## Textauszug
+ + + +

Peter Grimm / 13.12.2019 / 08:11 / Foto: DonkeyHotey / 155 / Seite ausdrucken

Johnson-Triumph: Dank an die deutschen Wahlhelferinnen!

Angela Merkel und Ursula von der Leyen haben es geschafft. Zwar nicht allein, aber sie haben entscheidend zu einem fulminanten Wahlsieg beigetragen. Zwar keinem eigenen, aber dem von Boris Johnson. Denn bei allem, was er selbst und seine schwachen innenpolitischen Gegner für den Sieg bei dieser Unterhauswahl getan haben – einen so durchschlagenden Erfolg hätte er ohne die beiden Wahlhelferinnen und ohne die vielen anderen Funktionsträger in der EU, die ihrer Linie folgen, kaum erringen können.

Einige Kollegen von ARD und ZDF hatten sich in ihren Nachrichtenbeiträgen der letzten Tage noch daran gewärmt, dass Labour in Umfragen noch etwas aufholen konnte. Doch vom Geist des deutschen Fernsehens bleiben britische Wähler vollkommen unbeeindruckt. Sie zeigten den Berichterstattern und Meinungsbildnern gestern mehr als deutlich, wie falsch sie lagen. Das sollte jetzt niemand zum Anlass für Häme nehmen, denn mit Prognosen kann man in einer unübersichtlichen Gemengelage naturgemäß immer leicht danebenliegen. Viel hilfreicher wäre es, nachdem der erste Schreck verdaut ist, noch einmal hinzuschauen, was man denn in den bisherigen Stimmungsberichten vielleicht übersehen hat.

Wie konnte es denn Boris Johnson gelingen, traditionelle Labour-Wahlkreise in einem solchen Umfang zu gewinnen? Natürlich ist die Erklärung nicht falsch, dass es sich zumeist um Wahlkreise handelte, die 2016 für den Brexit votierten und nun diese Entscheidung auch umgesetzt wissen wollten. Doch hatten wir nicht in den Jahren seit dem Brexit-Votum immer wieder in den deutschen Medien lesen und hören können, wie viele stimmberechtigte Briten sich inzwischen anders entscheiden würden?

+ + + +

## Daten

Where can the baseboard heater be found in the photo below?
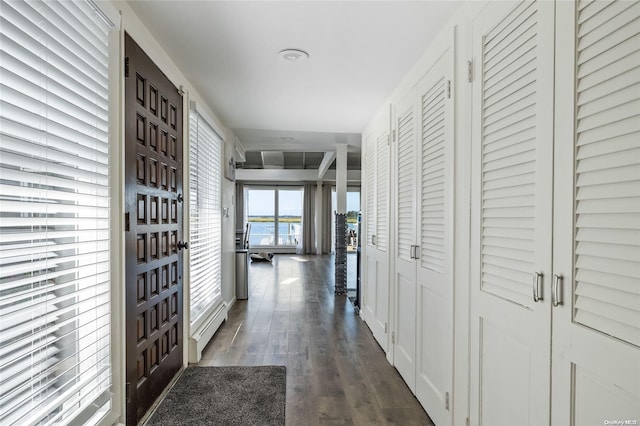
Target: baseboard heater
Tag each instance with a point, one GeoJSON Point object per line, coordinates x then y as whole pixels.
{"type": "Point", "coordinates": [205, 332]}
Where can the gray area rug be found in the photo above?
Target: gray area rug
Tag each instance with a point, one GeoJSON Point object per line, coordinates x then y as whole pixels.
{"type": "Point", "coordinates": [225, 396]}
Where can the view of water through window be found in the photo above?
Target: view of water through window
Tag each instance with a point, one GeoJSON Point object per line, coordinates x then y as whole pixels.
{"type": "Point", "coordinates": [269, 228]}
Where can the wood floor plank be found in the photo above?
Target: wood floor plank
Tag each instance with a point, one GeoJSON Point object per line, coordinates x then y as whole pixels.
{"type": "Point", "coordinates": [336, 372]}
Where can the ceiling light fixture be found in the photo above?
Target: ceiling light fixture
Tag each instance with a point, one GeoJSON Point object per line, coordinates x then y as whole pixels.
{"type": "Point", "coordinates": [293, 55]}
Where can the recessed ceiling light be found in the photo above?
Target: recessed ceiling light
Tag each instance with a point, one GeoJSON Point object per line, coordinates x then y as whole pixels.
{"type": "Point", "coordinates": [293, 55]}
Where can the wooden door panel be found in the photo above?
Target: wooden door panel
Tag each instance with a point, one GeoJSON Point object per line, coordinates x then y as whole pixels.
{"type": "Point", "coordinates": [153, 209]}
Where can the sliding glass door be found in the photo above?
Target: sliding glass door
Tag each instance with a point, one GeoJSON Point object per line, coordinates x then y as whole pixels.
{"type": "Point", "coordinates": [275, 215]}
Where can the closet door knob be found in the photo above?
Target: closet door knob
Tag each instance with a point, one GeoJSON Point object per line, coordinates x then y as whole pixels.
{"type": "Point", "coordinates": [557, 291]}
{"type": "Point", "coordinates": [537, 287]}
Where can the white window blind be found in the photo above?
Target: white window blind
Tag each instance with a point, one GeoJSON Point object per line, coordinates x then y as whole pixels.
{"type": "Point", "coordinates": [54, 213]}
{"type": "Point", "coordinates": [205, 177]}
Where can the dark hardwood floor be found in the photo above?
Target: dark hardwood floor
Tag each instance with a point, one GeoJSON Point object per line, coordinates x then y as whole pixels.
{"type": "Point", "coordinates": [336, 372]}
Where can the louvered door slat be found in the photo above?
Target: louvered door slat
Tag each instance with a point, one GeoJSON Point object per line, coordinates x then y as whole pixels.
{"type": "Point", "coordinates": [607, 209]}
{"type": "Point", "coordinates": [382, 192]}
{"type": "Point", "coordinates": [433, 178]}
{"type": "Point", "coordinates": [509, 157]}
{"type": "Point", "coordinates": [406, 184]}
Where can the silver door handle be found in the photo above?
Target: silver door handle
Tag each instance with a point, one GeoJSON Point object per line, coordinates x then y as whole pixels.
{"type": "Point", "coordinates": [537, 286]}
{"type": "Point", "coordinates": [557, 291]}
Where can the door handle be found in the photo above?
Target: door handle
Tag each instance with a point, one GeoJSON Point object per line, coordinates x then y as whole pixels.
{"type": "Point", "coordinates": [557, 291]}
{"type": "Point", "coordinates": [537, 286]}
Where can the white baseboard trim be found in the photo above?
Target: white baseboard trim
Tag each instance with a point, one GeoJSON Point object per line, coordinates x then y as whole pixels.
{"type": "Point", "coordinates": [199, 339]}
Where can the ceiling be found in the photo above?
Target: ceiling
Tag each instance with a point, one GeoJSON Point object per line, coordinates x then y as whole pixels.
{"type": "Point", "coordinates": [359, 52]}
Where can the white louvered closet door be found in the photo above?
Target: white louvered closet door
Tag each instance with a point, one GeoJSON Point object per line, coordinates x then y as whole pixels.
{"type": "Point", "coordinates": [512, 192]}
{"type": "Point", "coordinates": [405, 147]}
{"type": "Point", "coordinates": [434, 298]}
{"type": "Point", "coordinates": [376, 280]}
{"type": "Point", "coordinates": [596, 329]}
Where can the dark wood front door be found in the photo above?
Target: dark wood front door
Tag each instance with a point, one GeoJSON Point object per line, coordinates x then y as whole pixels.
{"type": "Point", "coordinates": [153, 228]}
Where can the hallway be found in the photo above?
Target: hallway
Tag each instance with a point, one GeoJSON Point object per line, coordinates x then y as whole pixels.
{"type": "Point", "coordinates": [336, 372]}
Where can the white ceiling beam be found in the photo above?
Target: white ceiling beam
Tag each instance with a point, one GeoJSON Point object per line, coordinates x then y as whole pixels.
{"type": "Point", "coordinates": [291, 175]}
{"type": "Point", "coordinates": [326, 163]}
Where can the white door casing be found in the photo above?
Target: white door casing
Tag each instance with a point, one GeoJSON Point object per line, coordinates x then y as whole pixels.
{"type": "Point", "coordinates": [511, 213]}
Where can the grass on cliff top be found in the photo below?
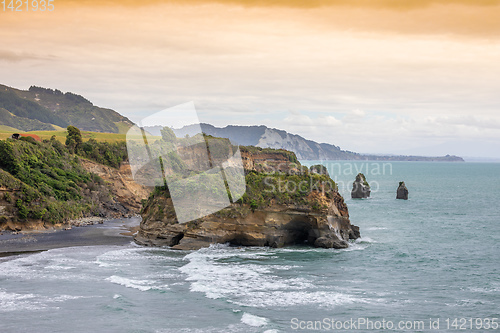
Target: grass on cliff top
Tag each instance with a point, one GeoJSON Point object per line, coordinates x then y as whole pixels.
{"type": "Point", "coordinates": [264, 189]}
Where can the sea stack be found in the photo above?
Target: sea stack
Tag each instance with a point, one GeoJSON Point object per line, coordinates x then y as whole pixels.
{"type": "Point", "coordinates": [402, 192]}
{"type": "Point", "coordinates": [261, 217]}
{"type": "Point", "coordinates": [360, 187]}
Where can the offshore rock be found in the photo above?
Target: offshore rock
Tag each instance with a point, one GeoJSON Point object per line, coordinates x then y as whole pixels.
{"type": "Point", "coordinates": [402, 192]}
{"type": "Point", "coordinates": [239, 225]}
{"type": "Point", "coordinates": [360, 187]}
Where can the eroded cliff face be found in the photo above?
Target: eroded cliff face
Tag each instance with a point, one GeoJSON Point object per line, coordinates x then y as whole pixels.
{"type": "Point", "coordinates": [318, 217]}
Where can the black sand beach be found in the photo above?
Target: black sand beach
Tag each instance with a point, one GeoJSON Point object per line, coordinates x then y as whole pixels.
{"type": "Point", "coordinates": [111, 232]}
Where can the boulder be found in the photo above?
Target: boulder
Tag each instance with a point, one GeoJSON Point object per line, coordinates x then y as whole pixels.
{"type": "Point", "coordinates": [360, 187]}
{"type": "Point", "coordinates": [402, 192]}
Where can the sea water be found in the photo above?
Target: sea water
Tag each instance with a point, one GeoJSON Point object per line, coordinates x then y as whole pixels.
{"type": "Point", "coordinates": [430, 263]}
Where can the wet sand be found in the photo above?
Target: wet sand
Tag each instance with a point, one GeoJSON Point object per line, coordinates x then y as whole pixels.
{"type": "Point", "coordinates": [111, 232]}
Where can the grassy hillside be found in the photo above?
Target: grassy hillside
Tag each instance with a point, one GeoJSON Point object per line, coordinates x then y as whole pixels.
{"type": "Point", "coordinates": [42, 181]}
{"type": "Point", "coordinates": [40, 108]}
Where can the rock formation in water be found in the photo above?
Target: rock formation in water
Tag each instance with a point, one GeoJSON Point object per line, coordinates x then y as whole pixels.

+ + + +

## Folgendes bearbeiten
1) Wen bezeichnet der Textauszug über Johnsons Wahlsieg als die beiden deutschen Wahlhelferinnen?
2) Warum sollte laut dem Textauszug über Johnsons Wahlsieg niemand die Fehleinschätzungen der Berichterstatter zum Anlass für Häme nehmen? Antworte in ein bis drei Sätzen.
3) Führe den Textauszug über Johnsons Wahlsieg nach seinem letzten Satz fort.
Die Daten haben mit dem Textauszug über Johnsons Wahlsieg nichts zu tun.

## Die Lösungen
1) Angela Merkel und Ursula von der Leyen.

2) Mit Prognosen kann man in einer unübersichtlichen Gemengelage naturgemäß immer leicht danebenliegen.

3)
In dreieinhalb Jahren hätte es ja durchaus einen Stimmungswechsel geben können. Der wäre sogar wahrscheinlich gewesen, wenn man in Brüssel die Signale aus Britannien hätte verstehen und in der eigenen Politik berücksichtigen wollen. Weniger Bevormundung durch nicht hinreichend demokratisch legitimierte EU-Gremien, keine weitere ungeregelte Zuwanderung, keine größeren Geldflüsse der vom Steuerzahler aufgebrachten Mittel in irrationale und rein weltanschaulich begründete Projekte – das waren, kurz gefasst, seinerzeit die Botschaften vor allem jener Briten, die dem Brexit zustimmten, obwohl sie gern in einer reformierten Europäischen Union geblieben wären. Das versuchen auch viele Bürger der verbleibenden EU-Staaten mit ihren Wählerstimmen mitzuteilen, werden damit allerdings auch selten richtig verstanden.

Der bedrohliche Klang von Verzichts-Appellen

Die Briten hatten nun die Wahl. Und welche Signale bekamen sie vor dem Wahltag von den EU-Eliten? Auch Jahre nach der „Flüchtlingskrise“ gibt es immer noch keine klaren Zuwanderungsregeln in der EU und auch die oft versprochene wirksame Kontrolle der Außengrenzen existiert vor allem als oft und konsequenzlos in Verlautbarungen gebrauchter Textbaustein. Stattdessen will der EU-Apparat die Gemeinschaft verpflichten, dem deutschen Weg in Sachen „Klimarettung“ zu folgen. Ohne klare Konzepte, ja sogar ohne jede Vorstellung von der praktischen Umsetzbarkeit will die EU „klimaneutral“ werden. Die Frage, wie das in entwickelten Industrieländern ohne eine De-Industrialisierung funktionieren kann, wird zumeist nur mit Floskeln à la „Wir schaffen das“ oder „Wer, wenn nicht wir“ beantwortet.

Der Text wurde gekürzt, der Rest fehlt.